GIVEN INSTRUCTION: Revise the material below so that "even-odd rule" becomes "nonzero winding rule" everywhere, and leave every other word and character unchanged.

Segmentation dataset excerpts
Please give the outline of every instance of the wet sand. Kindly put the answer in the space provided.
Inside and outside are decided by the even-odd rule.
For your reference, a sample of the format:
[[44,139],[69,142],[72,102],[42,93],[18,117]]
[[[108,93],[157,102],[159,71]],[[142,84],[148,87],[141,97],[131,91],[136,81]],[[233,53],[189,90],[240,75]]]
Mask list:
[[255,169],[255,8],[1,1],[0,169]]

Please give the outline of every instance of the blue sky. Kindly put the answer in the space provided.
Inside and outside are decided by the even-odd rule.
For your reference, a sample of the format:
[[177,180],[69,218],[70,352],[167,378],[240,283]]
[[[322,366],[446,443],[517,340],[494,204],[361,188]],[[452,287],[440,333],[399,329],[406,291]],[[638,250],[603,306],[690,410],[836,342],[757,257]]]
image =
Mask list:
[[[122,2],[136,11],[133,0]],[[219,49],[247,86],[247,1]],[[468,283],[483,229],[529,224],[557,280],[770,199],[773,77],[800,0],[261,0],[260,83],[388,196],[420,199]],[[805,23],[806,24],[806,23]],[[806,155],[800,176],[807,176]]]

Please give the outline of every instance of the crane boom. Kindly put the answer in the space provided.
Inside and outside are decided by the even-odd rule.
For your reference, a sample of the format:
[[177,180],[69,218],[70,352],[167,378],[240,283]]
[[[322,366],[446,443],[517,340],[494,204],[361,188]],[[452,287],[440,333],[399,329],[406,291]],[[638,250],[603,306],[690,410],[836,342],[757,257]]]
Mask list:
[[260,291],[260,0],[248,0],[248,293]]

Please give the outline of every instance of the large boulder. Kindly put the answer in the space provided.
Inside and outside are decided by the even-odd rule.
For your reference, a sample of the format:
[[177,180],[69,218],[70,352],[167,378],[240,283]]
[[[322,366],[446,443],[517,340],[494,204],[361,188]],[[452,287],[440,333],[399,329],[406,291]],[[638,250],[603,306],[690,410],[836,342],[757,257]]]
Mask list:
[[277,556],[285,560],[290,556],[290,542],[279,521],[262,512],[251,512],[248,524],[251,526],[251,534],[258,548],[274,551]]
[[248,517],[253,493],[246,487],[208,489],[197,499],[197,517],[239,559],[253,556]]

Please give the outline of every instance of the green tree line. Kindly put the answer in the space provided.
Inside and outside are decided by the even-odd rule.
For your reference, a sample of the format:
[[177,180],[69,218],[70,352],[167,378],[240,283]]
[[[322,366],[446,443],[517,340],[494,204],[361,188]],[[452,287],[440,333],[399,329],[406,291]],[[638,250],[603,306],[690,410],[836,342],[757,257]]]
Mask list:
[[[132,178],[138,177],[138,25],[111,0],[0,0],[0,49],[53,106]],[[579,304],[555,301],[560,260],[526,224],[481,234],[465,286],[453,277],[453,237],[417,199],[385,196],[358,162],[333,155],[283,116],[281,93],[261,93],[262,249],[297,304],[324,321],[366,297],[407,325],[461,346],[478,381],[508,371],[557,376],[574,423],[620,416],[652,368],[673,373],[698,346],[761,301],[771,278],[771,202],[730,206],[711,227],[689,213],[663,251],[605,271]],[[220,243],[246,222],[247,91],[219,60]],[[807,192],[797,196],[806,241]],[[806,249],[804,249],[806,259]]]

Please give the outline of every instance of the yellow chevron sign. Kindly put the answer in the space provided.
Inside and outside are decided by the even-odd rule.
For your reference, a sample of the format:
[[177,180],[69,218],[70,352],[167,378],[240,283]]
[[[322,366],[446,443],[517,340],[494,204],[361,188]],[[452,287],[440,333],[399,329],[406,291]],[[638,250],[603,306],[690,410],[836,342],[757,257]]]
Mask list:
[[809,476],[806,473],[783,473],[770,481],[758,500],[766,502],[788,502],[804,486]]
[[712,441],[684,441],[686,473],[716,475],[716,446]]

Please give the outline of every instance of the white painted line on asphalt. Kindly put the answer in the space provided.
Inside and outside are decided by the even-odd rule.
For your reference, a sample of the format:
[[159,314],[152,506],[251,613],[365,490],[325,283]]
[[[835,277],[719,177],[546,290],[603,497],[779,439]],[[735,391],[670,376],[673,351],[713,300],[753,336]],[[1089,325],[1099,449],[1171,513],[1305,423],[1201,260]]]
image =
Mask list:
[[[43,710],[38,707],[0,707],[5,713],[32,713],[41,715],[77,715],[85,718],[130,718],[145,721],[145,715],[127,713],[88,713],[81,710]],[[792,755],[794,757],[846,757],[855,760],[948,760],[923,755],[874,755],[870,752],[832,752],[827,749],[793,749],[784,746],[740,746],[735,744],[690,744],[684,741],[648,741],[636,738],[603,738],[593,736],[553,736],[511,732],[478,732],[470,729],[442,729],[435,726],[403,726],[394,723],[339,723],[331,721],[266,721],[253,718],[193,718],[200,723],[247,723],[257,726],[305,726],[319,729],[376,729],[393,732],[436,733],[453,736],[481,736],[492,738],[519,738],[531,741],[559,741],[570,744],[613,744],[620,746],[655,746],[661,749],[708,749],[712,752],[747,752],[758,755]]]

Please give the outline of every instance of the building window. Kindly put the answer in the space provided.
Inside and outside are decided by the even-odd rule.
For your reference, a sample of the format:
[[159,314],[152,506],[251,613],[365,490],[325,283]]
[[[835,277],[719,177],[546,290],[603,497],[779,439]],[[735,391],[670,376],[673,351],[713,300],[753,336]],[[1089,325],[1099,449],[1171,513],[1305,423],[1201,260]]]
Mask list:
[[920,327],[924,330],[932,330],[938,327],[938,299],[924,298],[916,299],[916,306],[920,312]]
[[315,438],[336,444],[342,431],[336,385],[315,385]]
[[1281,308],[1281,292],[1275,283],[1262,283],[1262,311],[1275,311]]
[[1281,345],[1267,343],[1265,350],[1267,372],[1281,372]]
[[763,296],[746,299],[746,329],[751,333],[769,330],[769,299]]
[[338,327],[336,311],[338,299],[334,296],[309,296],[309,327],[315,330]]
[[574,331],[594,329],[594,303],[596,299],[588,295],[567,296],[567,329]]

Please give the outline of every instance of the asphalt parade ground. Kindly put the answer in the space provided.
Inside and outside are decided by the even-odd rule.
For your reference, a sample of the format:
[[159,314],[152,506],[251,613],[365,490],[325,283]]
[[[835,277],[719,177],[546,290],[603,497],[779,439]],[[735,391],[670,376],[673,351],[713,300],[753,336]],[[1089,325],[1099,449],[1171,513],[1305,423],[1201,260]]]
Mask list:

ANSWER TO THE EXERCISE:
Please give the outline of every instance of the wet sand. Kindly put the answer in the space provided.
Inside and outside are decided by the nonzero winding rule.
For your reference, a sample of the format:
[[44,139],[69,142],[72,102],[42,93],[18,117]]
[[[108,93],[157,102],[159,71]],[[142,84],[148,87],[141,97],[131,91],[136,81]],[[233,53],[189,90],[240,75]]]
Mask list:
[[255,169],[255,8],[1,1],[0,169]]

Please give the outline of every instance of the blue sky. Kindly put the answer in the space provided.
Inside and outside are decided by the nonzero winding rule.
For your reference, a sample of the format:
[[177,180],[69,218],[70,352],[167,378],[240,283]]
[[[322,366],[446,443],[517,340],[494,204],[361,188]],[[452,287],[440,333],[399,329],[406,291]],[[638,250],[603,306],[690,410],[836,342],[757,257]]]
image =
Mask list:
[[[122,2],[136,11],[133,0]],[[219,49],[247,86],[247,1]],[[468,283],[483,229],[529,224],[557,280],[770,199],[773,77],[800,0],[261,0],[260,83],[388,196],[420,199]],[[805,23],[806,24],[806,23]],[[806,155],[800,176],[807,176]]]

Please give the outline of every instance of the crane boom. Kindly put the answer in the space provided.
Inside and outside are decided by the nonzero winding rule.
For your reference, a sample of the format:
[[177,180],[69,218],[70,352],[167,378],[240,283]]
[[[322,366],[446,443],[517,340],[494,204],[361,188]],[[452,287],[440,333],[399,329],[406,291]],[[638,250],[603,306],[690,410],[836,342],[757,257]]]
Mask list:
[[260,291],[260,0],[248,0],[248,293]]

Please give the outline of every instance of the large boulder. Kindly put the answer in the space provided.
Inside and outside are decided by the nonzero winding rule.
For your reference, a sample of the format:
[[177,180],[69,218],[70,352],[167,378],[240,283]]
[[[322,366],[446,443],[517,340],[494,204],[361,188]],[[452,287],[440,333],[399,329],[406,291]],[[638,250],[603,306],[690,410],[836,342],[757,257]]]
Mask list:
[[277,556],[285,560],[290,556],[290,542],[279,521],[262,512],[251,512],[248,524],[251,526],[251,534],[258,548],[274,551]]
[[248,517],[253,493],[246,487],[208,489],[197,499],[197,517],[239,559],[253,556]]

Please give the outline of every instance of the green tree line. Kindly put the answer in the space provided.
Inside and outside are decided by the nonzero winding rule.
For your reference, a sample of the format:
[[177,180],[69,218],[70,352],[167,378],[240,283]]
[[[322,366],[446,443],[517,340],[494,204],[361,188]],[[452,287],[440,333],[399,329],[406,291]],[[638,250],[603,306],[690,410],[836,342],[757,257]]]
Mask list:
[[[132,178],[138,177],[138,25],[111,0],[0,0],[0,49],[53,106]],[[579,304],[555,301],[560,260],[526,224],[481,234],[465,286],[453,277],[453,237],[417,199],[385,196],[358,162],[333,155],[283,116],[281,93],[261,93],[262,249],[297,304],[324,321],[366,297],[407,325],[461,346],[478,381],[508,371],[557,376],[574,423],[620,416],[652,368],[673,373],[698,346],[761,301],[771,278],[771,202],[730,206],[711,227],[689,213],[663,251],[605,271]],[[220,243],[246,222],[247,91],[219,60]],[[807,192],[797,196],[806,241]],[[806,249],[804,249],[806,259]]]

Please give the outline of every instance of the yellow chevron sign. Kindly put the answer in the space provided.
Inside and outside are decided by the nonzero winding rule.
For your reference, a sample of the format:
[[177,180],[69,218],[70,352],[167,378],[240,283]]
[[[322,366],[446,443],[517,340],[494,204],[361,188]],[[452,287],[440,333],[399,329],[406,291]],[[638,250],[603,306],[690,410],[836,342],[757,257]]]
Mask list:
[[809,476],[806,473],[783,473],[770,481],[758,500],[766,502],[788,502],[804,486]]
[[712,441],[684,441],[686,473],[716,475],[716,446]]

Please give the outline of every instance of the white painted line on asphalt. Kindly put the answer in the space provided.
Inside and outside are decided by the nonzero winding rule.
For your reference, a sample of the format:
[[159,314],[152,506],[251,613],[365,490],[325,283]]
[[[835,277],[719,177],[546,290],[603,497],[779,439]],[[735,391],[670,376],[673,351],[713,300],[753,336]],[[1089,325],[1099,449],[1171,513],[1305,423],[1201,260]]]
image =
Mask list:
[[[43,710],[38,707],[0,707],[5,713],[32,713],[41,715],[77,715],[85,718],[130,718],[145,721],[145,715],[127,713],[88,713],[81,710]],[[792,755],[794,757],[846,757],[855,760],[948,760],[923,755],[874,755],[870,752],[832,752],[827,749],[793,749],[784,746],[740,746],[735,744],[690,744],[684,741],[648,741],[636,738],[603,738],[593,736],[553,736],[511,732],[478,732],[470,729],[442,729],[435,726],[403,726],[394,723],[339,723],[331,721],[266,721],[253,718],[193,718],[200,723],[247,723],[257,726],[305,726],[319,729],[376,729],[393,732],[436,733],[453,736],[481,736],[492,738],[519,738],[531,741],[559,741],[570,744],[613,744],[620,746],[655,746],[661,749],[708,749],[712,752],[747,752],[758,755]]]

Please give the outline of every instance of the building window. Kindly put the answer in the space provided.
Inside and outside are decided by the nonzero winding rule.
For your reference, a sample of the format:
[[159,314],[152,506],[251,613],[365,490],[325,283]]
[[[835,277],[719,177],[546,290],[603,497],[779,439]],[[735,391],[670,376],[673,351],[713,300],[753,336]],[[1089,325],[1099,449],[1171,513],[1305,423],[1201,260]]]
Mask list:
[[920,327],[924,330],[932,330],[938,327],[938,299],[924,298],[916,299],[916,306],[920,312]]
[[315,438],[336,444],[342,431],[336,385],[315,385]]
[[1281,308],[1281,292],[1275,283],[1262,283],[1262,311],[1275,311]]
[[1281,345],[1267,343],[1265,350],[1267,372],[1281,372]]
[[763,296],[746,299],[746,329],[751,333],[769,330],[769,299]]
[[338,327],[336,311],[338,299],[334,296],[309,296],[309,327],[315,330]]
[[574,331],[594,329],[594,303],[596,299],[588,295],[567,296],[567,329]]

Please give the outline of every instance of the asphalt parade ground. Kindly put the answer in the space provided.
Inside and outside are decided by the nonzero winding rule.
For your reference, a sample of the format:
[[159,314],[152,506],[251,613],[365,490],[325,283]]
[[[835,277],[719,177],[546,290],[603,497],[779,439]],[[735,391],[670,376],[673,351],[713,300],[753,336]],[[1089,325],[1099,449],[1171,513],[1305,423],[1201,260]]]
Mask list:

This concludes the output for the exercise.